Exercise task: Copy the material below, swapping "green leafy plant" for "leafy shrub" and leaving everything else untouched.

[Named region outline material]

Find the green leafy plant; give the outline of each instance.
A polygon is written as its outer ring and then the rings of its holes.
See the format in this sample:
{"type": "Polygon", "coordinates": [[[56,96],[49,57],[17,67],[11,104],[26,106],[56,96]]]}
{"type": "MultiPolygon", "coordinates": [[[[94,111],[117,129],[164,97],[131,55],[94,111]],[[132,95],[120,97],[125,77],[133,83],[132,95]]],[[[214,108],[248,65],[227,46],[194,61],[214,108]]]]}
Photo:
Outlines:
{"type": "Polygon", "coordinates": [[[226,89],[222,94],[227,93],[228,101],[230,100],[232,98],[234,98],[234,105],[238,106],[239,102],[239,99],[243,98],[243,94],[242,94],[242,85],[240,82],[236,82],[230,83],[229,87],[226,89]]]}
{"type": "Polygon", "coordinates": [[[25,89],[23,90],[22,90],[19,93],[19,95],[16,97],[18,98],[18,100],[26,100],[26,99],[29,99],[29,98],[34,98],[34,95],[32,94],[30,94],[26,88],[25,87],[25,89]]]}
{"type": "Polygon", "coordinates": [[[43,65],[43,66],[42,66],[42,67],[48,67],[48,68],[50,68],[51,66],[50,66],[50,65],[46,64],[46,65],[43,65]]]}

Response:
Find the leafy shrub; give the outline of each instance.
A polygon is written as its outer ring and then the rings of its holes.
See the format in this sample:
{"type": "Polygon", "coordinates": [[[56,96],[49,57],[17,67],[11,104],[26,106],[56,96]]]}
{"type": "MultiPolygon", "coordinates": [[[[94,111],[117,129],[164,97],[131,55],[94,111]],[[132,95],[120,97],[125,77],[133,83],[132,95]]],[[[214,108],[248,65],[227,46],[194,61],[214,108]]]]}
Photo:
Outlines:
{"type": "Polygon", "coordinates": [[[226,89],[222,94],[227,93],[228,101],[230,100],[232,98],[234,98],[234,105],[238,106],[239,102],[239,99],[243,98],[243,94],[242,94],[242,85],[240,82],[236,82],[230,83],[229,87],[226,89]]]}
{"type": "Polygon", "coordinates": [[[25,89],[23,90],[22,90],[19,93],[19,95],[16,97],[18,98],[18,100],[26,100],[26,99],[29,99],[29,98],[34,98],[34,95],[32,94],[30,94],[26,88],[25,87],[25,89]]]}
{"type": "Polygon", "coordinates": [[[43,65],[43,66],[42,66],[42,67],[48,67],[48,68],[50,68],[51,66],[50,66],[50,65],[46,64],[46,65],[43,65]]]}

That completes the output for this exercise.